#### Exercise goal:
The word "Please" marks the lines to find; copy every such line from the data below.

== Source material

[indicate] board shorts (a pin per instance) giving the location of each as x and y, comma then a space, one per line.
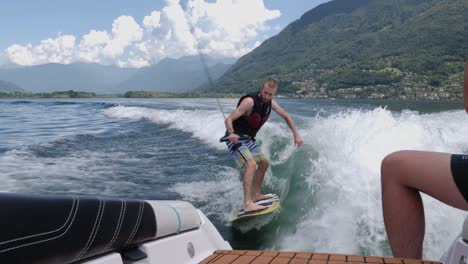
245, 150
459, 167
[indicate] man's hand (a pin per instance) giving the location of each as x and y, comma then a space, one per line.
298, 142
233, 137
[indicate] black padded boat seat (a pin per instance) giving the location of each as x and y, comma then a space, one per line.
66, 229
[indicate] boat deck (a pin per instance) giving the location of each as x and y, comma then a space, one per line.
275, 257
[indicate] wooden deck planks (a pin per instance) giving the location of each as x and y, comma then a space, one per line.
275, 257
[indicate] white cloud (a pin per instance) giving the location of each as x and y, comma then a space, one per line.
225, 27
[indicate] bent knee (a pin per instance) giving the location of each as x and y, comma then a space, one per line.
392, 165
264, 164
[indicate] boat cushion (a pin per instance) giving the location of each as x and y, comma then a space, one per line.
65, 229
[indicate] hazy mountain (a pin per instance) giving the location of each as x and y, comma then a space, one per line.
8, 87
346, 43
176, 75
62, 77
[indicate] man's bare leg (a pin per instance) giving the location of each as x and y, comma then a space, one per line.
249, 205
259, 176
404, 174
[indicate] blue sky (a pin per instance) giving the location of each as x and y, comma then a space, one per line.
129, 33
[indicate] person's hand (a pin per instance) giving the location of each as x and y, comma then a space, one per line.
298, 142
233, 137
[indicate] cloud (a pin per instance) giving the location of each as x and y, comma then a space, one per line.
229, 28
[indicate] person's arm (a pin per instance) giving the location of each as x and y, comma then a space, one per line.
245, 107
297, 138
465, 87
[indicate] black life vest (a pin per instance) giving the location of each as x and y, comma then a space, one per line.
250, 125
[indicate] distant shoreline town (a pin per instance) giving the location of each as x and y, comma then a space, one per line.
352, 93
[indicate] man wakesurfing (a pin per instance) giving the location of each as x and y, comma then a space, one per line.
252, 111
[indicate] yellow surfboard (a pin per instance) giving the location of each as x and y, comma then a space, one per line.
272, 204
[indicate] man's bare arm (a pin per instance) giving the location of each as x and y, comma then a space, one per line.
297, 138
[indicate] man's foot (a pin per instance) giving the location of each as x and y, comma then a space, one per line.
253, 208
260, 197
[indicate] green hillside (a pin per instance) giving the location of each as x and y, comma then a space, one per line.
363, 48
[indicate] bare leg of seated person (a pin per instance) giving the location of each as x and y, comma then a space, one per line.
404, 175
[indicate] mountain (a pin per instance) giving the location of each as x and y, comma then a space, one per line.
383, 45
62, 77
176, 75
8, 87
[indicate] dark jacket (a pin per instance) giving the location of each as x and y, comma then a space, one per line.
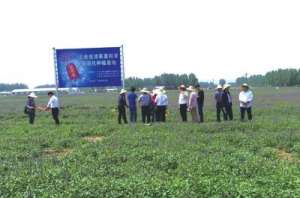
219, 98
226, 99
200, 98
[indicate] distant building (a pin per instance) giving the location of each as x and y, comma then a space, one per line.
41, 90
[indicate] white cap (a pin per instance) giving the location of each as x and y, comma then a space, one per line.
32, 95
123, 91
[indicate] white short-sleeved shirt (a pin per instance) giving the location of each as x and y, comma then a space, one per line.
183, 98
161, 100
53, 102
246, 99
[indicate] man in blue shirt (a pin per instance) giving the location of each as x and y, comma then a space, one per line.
132, 97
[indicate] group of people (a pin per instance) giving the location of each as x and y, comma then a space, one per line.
224, 100
191, 99
153, 105
31, 107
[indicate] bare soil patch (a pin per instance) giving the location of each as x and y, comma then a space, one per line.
94, 138
57, 152
283, 155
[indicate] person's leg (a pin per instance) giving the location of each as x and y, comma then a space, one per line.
194, 114
158, 114
163, 113
181, 109
144, 114
249, 112
131, 116
148, 110
230, 113
119, 115
124, 115
226, 113
242, 110
184, 112
31, 115
200, 109
55, 114
135, 116
218, 113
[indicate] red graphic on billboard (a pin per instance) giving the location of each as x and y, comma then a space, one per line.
72, 71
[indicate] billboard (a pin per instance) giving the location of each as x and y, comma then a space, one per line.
89, 67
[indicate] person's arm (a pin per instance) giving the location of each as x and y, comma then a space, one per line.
250, 97
48, 105
125, 101
202, 97
167, 101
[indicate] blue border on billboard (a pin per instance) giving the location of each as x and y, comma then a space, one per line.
89, 67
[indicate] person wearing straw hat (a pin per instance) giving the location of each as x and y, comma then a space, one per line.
53, 104
227, 102
246, 101
200, 100
122, 104
193, 104
219, 102
30, 107
162, 102
145, 103
183, 102
153, 108
132, 97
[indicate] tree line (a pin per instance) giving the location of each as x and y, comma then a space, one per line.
170, 81
280, 77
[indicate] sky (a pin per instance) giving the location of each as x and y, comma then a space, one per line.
212, 38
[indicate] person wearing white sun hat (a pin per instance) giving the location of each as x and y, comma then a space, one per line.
145, 102
246, 101
183, 100
193, 104
227, 102
162, 102
219, 102
122, 104
30, 107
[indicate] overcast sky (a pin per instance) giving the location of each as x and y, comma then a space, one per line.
212, 38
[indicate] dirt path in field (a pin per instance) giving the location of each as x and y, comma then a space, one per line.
93, 139
283, 155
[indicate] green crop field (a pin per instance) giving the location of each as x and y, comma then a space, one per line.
90, 155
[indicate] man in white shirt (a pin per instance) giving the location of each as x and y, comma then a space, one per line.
161, 101
53, 104
183, 102
246, 101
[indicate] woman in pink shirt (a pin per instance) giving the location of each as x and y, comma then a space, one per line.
193, 104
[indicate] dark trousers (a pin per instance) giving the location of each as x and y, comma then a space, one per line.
55, 113
161, 113
31, 115
183, 112
133, 115
153, 114
228, 112
219, 110
122, 114
146, 114
249, 112
200, 110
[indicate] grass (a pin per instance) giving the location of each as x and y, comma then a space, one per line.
90, 155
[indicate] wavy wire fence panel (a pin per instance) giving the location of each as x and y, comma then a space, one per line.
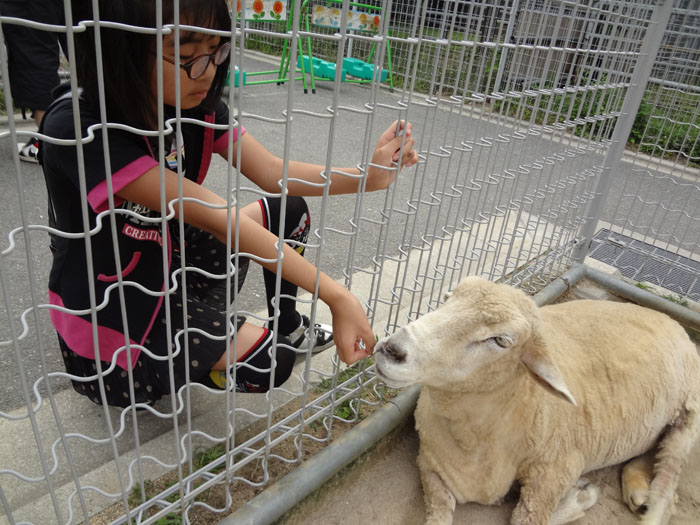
513, 105
651, 228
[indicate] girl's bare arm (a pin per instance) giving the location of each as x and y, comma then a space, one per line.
265, 169
350, 323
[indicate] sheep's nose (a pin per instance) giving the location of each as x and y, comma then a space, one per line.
391, 351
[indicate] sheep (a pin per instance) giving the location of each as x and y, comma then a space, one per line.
626, 383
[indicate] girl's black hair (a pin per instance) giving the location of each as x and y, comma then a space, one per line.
128, 56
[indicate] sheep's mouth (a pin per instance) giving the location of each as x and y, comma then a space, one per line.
393, 383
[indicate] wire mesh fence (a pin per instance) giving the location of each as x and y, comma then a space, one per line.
514, 105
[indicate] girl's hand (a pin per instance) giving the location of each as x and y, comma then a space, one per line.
352, 333
387, 154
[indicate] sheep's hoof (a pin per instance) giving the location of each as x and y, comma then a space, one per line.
637, 500
636, 480
579, 498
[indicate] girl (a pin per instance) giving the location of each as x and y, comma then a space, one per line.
133, 346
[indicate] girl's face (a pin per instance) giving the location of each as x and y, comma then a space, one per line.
192, 92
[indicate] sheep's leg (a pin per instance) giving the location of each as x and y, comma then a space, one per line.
674, 448
636, 480
575, 502
552, 495
439, 501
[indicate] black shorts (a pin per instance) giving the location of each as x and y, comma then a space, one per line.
206, 334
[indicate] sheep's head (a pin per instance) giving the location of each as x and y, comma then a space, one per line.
475, 341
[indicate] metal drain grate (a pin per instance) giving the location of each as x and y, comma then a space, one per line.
642, 261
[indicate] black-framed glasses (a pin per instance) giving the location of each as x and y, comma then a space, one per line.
196, 67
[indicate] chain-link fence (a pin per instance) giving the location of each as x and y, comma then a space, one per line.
521, 113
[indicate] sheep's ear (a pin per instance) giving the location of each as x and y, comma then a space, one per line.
537, 361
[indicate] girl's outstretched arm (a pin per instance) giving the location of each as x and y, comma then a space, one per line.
350, 325
265, 168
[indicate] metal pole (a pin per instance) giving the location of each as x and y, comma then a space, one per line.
630, 106
504, 50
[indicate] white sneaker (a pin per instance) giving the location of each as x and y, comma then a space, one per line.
322, 340
28, 152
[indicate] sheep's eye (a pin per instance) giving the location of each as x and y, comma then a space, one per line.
501, 341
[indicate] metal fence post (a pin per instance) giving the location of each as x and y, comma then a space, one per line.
623, 127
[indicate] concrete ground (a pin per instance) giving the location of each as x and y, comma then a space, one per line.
384, 488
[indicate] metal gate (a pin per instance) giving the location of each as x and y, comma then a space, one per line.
522, 112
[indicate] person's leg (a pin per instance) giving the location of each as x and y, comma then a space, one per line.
253, 369
267, 211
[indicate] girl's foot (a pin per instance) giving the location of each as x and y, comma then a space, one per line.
322, 336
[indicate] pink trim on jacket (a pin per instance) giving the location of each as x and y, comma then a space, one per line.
77, 333
97, 197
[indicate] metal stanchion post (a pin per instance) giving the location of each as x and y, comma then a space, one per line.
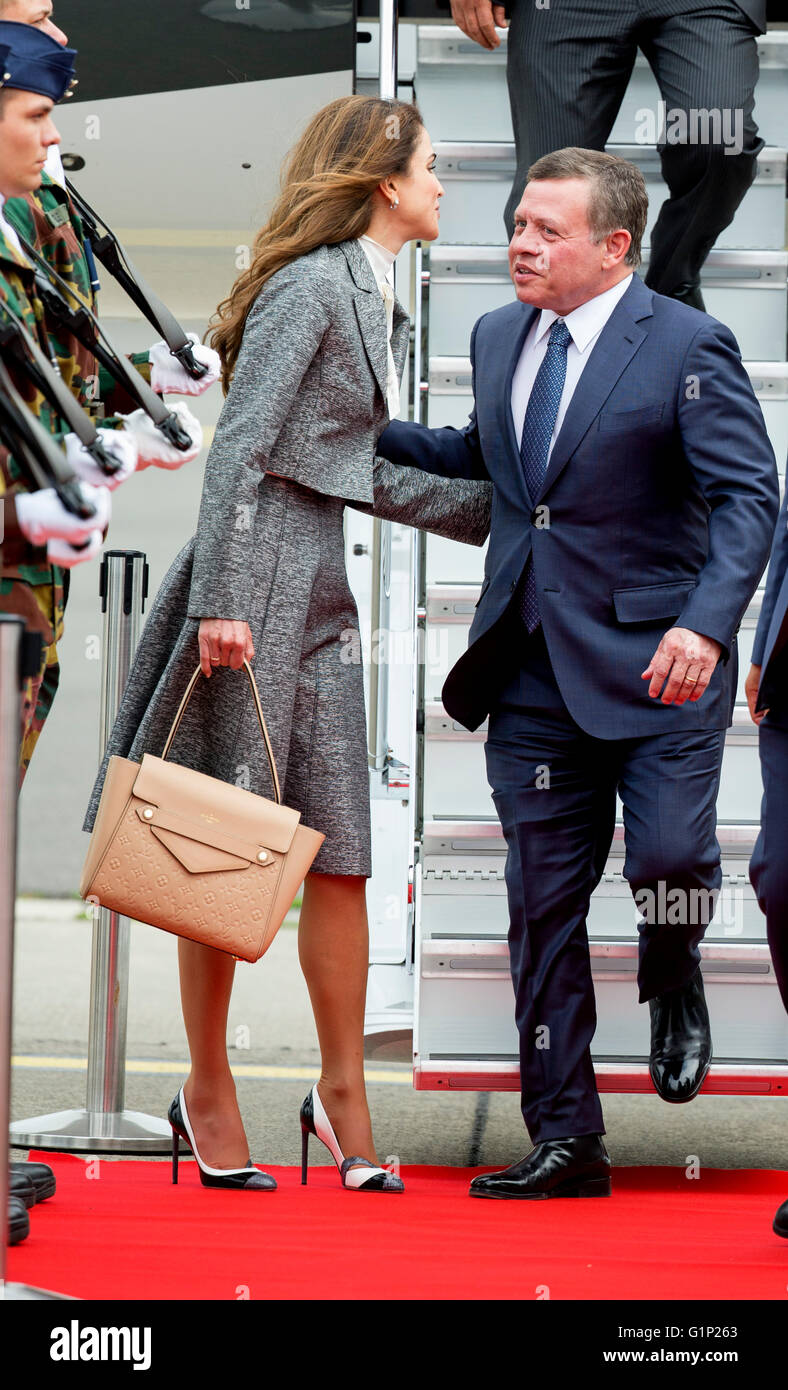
11, 672
104, 1125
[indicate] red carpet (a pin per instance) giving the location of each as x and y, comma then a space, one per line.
129, 1233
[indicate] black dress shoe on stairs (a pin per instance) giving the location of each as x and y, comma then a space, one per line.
577, 1166
681, 1041
40, 1176
20, 1186
18, 1221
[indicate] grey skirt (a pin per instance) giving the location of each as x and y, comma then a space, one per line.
303, 623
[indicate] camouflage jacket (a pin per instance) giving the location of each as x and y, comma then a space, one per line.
17, 291
50, 223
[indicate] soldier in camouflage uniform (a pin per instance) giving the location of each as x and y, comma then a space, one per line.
29, 584
47, 221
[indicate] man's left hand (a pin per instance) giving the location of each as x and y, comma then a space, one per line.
684, 663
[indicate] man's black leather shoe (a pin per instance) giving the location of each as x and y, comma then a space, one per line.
681, 1041
40, 1176
18, 1221
20, 1186
577, 1166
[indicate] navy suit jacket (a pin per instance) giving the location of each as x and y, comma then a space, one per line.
660, 496
770, 647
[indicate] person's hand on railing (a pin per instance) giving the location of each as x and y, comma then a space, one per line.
480, 18
224, 642
168, 375
751, 692
42, 516
116, 442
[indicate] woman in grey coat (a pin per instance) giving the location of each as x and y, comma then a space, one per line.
313, 344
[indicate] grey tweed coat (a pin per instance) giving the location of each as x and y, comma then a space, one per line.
307, 405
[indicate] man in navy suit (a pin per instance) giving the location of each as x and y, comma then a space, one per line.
767, 697
634, 503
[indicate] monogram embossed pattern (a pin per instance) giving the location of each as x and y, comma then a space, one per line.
228, 909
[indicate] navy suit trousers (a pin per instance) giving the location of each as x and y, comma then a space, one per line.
769, 863
555, 790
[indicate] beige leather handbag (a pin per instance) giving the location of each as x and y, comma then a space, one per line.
196, 855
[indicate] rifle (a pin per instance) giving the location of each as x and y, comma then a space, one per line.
36, 451
107, 248
43, 371
67, 309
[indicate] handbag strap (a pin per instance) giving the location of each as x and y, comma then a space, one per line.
260, 719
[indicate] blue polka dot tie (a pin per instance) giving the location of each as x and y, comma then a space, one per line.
535, 444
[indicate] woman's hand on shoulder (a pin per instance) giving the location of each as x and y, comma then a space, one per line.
224, 642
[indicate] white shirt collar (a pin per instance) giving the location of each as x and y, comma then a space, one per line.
9, 231
54, 166
585, 321
380, 259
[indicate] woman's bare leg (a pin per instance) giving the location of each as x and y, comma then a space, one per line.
334, 951
206, 986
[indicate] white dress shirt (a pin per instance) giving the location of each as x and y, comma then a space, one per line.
585, 323
381, 260
54, 166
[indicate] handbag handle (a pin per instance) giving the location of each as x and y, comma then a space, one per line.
260, 719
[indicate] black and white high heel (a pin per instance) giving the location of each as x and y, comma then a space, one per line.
248, 1179
357, 1173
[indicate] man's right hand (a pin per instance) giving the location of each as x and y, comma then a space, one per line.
478, 20
42, 516
224, 642
751, 691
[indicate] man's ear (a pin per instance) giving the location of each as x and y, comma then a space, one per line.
616, 246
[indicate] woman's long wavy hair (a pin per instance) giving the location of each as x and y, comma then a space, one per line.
327, 195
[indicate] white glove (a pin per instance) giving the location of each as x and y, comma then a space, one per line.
168, 374
116, 442
153, 446
63, 553
43, 517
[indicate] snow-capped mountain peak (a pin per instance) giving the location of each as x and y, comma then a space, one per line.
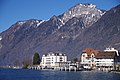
87, 11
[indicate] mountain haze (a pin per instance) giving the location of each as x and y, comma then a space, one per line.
80, 27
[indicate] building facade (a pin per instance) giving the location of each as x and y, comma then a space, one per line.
88, 59
52, 60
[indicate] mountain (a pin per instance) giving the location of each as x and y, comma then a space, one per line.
104, 33
67, 33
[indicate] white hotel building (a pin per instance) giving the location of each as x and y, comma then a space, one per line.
52, 59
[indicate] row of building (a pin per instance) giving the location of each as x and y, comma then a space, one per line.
108, 59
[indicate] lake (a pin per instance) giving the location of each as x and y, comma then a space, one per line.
26, 74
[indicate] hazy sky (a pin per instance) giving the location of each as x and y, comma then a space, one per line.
12, 11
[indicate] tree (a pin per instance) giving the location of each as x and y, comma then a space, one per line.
36, 59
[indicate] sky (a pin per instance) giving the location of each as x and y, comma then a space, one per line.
12, 11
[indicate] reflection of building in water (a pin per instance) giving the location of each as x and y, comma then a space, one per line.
0, 42
0, 38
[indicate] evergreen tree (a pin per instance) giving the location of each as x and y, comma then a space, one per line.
36, 59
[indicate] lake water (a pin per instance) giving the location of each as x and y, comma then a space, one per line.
22, 74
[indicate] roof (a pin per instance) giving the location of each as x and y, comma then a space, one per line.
106, 55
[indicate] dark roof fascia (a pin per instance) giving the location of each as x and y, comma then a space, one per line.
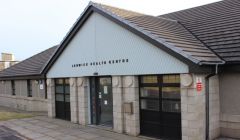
23, 77
230, 68
87, 14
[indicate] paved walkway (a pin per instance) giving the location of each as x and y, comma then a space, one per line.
43, 128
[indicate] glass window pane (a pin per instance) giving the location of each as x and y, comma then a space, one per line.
67, 89
149, 79
67, 81
171, 78
150, 104
59, 81
59, 97
171, 106
171, 92
152, 92
59, 89
67, 98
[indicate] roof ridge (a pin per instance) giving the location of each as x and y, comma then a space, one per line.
201, 41
192, 8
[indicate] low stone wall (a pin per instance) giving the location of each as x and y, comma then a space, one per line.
23, 103
230, 125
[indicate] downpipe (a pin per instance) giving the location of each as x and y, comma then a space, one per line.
207, 99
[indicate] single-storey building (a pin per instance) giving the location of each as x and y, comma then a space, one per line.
173, 76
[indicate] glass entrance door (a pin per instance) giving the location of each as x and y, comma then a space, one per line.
101, 101
62, 97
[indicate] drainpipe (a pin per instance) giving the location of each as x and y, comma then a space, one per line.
207, 99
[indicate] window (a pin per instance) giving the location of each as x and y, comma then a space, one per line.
13, 87
29, 88
160, 93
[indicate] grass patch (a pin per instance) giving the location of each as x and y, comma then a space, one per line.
13, 115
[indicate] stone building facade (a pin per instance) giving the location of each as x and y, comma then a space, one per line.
138, 74
18, 97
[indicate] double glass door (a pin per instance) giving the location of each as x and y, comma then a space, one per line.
62, 98
101, 101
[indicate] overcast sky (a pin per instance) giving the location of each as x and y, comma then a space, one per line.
30, 26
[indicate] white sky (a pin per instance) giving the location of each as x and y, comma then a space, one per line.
30, 26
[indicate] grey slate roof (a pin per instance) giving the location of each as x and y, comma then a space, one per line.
166, 31
29, 67
217, 25
208, 34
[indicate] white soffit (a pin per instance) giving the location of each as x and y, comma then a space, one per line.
102, 41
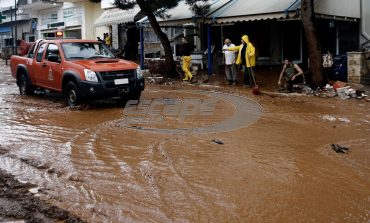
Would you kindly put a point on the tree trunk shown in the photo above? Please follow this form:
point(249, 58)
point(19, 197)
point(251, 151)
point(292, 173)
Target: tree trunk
point(169, 62)
point(313, 45)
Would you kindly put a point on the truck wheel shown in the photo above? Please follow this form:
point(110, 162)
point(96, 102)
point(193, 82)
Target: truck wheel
point(134, 95)
point(72, 95)
point(25, 88)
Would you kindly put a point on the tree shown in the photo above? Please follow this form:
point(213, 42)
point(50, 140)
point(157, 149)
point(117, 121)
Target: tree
point(153, 8)
point(314, 48)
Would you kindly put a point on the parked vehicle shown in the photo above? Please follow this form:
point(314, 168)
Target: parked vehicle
point(81, 69)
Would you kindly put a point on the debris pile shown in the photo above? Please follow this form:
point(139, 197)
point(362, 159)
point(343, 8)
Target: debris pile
point(338, 88)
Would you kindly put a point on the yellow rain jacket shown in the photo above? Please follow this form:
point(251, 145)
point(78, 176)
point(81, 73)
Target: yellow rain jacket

====

#### Solution for this task:
Would you kindly put a point on the tree trunk shown in the photo above? Please follow this form:
Would you kindly put a point on the truck wheel shown in the photo above? Please follow this form:
Would you kindly put a point on the tree shown in the photo above? Please follow this form:
Would you kindly put a point on the parked vehicle shown in the photo above? Please follow this form:
Would you kindly put a point on the debris pile shown in the photo above? Please follow this form:
Would you kindly put a point on the yellow rain jacket shown in the photo above? Please follow this form:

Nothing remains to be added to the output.